Can you rewrite the entries as a two-column CSV with the headers entry_text and answer, starting at the line that has "Can you find the hill" and stopping after the line that has "<point>125,150</point>"? Give one row per entry, with each value in its own quoted field and every line break replaced by a space.

- Data entries:
START

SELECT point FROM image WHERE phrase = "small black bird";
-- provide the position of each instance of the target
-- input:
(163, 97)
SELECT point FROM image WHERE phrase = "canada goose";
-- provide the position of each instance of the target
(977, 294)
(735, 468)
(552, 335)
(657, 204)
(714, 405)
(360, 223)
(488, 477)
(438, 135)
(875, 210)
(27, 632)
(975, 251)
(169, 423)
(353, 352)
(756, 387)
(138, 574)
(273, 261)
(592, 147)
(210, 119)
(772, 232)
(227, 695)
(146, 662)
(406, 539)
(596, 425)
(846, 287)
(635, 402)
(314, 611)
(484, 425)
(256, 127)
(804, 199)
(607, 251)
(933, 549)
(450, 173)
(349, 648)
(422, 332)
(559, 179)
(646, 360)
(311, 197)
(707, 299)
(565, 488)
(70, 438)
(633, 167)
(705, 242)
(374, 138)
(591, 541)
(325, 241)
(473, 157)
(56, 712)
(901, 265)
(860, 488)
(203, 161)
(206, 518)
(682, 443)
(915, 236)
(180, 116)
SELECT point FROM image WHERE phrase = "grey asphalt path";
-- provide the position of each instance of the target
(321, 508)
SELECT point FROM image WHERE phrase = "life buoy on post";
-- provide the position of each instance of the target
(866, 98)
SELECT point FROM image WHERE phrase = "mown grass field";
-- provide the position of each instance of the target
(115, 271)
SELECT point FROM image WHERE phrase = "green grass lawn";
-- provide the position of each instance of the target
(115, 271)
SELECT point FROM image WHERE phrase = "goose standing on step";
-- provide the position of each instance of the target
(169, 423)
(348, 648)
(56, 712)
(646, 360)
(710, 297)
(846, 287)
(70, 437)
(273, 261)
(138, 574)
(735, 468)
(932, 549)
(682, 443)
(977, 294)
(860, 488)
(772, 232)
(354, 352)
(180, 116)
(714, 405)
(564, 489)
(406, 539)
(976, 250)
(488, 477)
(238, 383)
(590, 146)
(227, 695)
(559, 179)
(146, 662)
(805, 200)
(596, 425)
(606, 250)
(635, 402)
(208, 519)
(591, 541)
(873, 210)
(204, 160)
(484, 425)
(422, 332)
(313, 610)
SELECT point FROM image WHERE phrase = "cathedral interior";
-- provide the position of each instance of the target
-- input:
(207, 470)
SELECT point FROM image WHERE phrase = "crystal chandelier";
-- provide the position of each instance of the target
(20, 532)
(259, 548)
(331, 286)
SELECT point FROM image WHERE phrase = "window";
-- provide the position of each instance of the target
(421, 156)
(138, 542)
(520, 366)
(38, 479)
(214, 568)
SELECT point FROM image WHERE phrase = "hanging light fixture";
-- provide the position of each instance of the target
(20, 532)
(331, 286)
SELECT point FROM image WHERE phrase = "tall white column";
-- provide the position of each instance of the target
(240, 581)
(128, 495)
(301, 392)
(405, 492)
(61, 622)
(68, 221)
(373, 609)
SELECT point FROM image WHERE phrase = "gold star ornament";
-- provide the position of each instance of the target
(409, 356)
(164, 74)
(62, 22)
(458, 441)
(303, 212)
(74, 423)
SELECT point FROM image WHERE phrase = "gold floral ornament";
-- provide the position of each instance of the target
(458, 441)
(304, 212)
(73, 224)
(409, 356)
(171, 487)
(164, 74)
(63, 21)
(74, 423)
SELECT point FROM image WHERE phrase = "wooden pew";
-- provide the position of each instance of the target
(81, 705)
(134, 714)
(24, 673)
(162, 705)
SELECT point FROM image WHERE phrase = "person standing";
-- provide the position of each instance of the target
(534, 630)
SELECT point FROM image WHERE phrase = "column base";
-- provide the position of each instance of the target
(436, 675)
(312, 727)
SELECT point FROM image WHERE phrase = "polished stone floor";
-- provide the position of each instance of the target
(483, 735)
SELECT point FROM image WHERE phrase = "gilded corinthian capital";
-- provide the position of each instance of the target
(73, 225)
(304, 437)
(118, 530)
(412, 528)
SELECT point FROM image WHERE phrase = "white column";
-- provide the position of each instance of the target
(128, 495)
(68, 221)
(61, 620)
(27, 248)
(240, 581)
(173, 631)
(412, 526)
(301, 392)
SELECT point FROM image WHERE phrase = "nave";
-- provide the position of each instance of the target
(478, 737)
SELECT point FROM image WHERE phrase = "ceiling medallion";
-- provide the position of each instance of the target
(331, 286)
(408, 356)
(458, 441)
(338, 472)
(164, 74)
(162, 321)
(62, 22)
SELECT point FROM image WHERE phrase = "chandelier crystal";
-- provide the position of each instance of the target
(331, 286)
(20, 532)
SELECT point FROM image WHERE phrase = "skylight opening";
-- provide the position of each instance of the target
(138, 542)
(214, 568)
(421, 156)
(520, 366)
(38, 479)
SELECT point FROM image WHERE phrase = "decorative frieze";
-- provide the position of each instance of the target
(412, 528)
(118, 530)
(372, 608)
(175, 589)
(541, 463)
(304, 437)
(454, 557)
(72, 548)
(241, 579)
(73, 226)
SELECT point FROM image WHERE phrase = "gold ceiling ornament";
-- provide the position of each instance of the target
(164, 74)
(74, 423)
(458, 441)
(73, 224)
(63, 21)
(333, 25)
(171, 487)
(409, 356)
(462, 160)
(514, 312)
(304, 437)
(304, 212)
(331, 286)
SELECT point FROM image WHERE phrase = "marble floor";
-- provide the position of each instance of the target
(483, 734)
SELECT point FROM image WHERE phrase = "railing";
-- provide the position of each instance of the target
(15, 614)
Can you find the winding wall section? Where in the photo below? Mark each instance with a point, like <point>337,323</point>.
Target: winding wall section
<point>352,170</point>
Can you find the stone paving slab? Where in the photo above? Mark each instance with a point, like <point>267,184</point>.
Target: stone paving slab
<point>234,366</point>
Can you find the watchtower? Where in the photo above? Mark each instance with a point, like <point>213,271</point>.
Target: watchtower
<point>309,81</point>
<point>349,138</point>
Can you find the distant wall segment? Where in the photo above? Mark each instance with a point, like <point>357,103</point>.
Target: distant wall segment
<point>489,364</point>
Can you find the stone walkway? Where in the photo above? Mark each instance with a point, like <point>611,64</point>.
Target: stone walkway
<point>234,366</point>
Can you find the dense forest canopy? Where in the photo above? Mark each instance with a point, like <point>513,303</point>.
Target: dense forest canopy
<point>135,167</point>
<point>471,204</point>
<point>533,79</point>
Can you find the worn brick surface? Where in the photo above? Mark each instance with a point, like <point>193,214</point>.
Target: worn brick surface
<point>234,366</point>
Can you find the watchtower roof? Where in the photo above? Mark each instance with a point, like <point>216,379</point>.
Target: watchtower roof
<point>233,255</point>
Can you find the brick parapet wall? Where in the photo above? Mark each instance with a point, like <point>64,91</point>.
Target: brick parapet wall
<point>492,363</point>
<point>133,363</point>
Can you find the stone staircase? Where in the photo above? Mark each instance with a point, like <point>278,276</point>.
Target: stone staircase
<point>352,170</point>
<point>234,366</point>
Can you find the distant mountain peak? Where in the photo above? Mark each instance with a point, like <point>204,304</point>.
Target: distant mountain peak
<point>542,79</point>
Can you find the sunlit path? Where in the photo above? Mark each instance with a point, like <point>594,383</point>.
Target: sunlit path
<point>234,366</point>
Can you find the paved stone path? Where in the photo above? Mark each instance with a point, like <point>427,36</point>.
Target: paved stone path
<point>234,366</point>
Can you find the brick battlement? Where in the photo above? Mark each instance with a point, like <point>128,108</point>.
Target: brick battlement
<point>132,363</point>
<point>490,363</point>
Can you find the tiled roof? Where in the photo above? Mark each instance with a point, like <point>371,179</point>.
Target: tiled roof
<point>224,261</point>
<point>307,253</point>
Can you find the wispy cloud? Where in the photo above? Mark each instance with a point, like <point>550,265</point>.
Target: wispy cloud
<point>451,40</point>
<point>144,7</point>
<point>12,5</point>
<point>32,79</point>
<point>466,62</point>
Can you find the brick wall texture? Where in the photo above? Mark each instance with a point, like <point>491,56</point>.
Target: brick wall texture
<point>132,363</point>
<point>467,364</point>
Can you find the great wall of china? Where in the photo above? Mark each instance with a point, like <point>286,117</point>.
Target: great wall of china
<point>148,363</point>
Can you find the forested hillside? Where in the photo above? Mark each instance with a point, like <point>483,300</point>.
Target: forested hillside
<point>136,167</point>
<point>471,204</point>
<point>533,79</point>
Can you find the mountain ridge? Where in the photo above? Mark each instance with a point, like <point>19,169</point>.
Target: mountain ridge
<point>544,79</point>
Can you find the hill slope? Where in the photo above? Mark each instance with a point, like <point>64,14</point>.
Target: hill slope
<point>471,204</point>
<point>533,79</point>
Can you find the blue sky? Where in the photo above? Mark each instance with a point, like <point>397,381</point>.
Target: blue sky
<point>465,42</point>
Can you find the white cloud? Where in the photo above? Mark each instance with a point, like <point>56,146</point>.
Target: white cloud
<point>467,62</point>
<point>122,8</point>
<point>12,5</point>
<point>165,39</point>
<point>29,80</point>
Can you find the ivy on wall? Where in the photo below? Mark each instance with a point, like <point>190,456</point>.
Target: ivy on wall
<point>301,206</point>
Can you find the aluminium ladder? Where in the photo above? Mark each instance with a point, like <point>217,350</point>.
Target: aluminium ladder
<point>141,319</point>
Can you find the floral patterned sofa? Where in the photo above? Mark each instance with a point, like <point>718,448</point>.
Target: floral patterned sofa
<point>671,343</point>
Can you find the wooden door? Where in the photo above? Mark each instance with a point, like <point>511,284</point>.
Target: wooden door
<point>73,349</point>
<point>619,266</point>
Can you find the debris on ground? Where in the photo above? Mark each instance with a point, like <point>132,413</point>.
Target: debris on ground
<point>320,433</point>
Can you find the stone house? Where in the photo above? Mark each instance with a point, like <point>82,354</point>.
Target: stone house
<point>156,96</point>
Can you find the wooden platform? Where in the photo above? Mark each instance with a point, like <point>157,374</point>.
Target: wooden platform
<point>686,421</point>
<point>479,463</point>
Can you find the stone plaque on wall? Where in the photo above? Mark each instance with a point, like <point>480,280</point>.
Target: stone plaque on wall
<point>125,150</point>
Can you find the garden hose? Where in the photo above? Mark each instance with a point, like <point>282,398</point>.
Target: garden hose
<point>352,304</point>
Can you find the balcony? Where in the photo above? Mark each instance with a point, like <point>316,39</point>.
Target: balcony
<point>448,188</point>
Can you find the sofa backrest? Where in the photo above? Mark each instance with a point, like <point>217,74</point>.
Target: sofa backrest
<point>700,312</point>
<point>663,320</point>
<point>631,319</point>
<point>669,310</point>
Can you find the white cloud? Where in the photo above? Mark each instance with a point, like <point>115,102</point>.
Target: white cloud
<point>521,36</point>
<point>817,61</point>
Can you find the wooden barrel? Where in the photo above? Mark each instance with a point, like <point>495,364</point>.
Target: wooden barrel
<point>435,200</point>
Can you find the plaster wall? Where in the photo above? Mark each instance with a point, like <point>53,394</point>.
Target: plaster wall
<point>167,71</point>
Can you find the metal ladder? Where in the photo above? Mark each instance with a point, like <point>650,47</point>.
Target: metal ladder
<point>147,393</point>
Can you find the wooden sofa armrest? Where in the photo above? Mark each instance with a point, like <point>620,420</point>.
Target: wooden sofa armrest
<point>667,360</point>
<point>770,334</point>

END

- Result:
entry_text,answer
"Can you find the hill slope? Where in the photo above? Mark each instance with a point, like <point>64,14</point>. Target: hill slope","<point>471,204</point> <point>533,79</point>"
"Can you find the blue sky? Where in the photo above? Mark each instance with a point, like <point>397,381</point>. Target: blue sky","<point>465,42</point>"
"Can you find the white cloud? Where in the photo above? Mark each instance with a point, like <point>56,146</point>. Target: white cloud","<point>467,62</point> <point>122,8</point> <point>12,5</point> <point>165,39</point> <point>29,80</point>"
"Can you find the ivy on wall? Where in the photo below? Mark each instance with a point, like <point>190,456</point>. Target: ivy on wall","<point>301,206</point>"
"Can you find the aluminium ladder? Where in the photo above? Mark each instance with a point, like <point>217,350</point>. Target: aluminium ladder","<point>141,319</point>"
"Can you find the floral patterned sofa? Where in the photo above? Mark each instance with a point, like <point>718,448</point>. Target: floral patterned sofa","<point>671,343</point>"
"Can you find the wooden door? Where in the photo above? Mark each instance with a point, like <point>511,284</point>. Target: wooden door","<point>73,349</point> <point>619,266</point>"
"Can you find the debris on ground? Where in the photo above? Mark each instance with a point, like <point>132,413</point>. Target: debris on ground","<point>320,433</point>"
"Can you find the stone house? Where in the photo above? Mark each instance with a point, like <point>82,354</point>. Target: stone house","<point>156,96</point>"
"Can you find the wooden platform? Where in the photo above? Mark each instance with a point, like <point>157,374</point>. Target: wooden platform","<point>686,421</point> <point>479,463</point>"
"Can you find the stone plaque on wall? Where in the photo above? Mark each instance with a point, like <point>480,280</point>. Target: stone plaque on wall","<point>125,150</point>"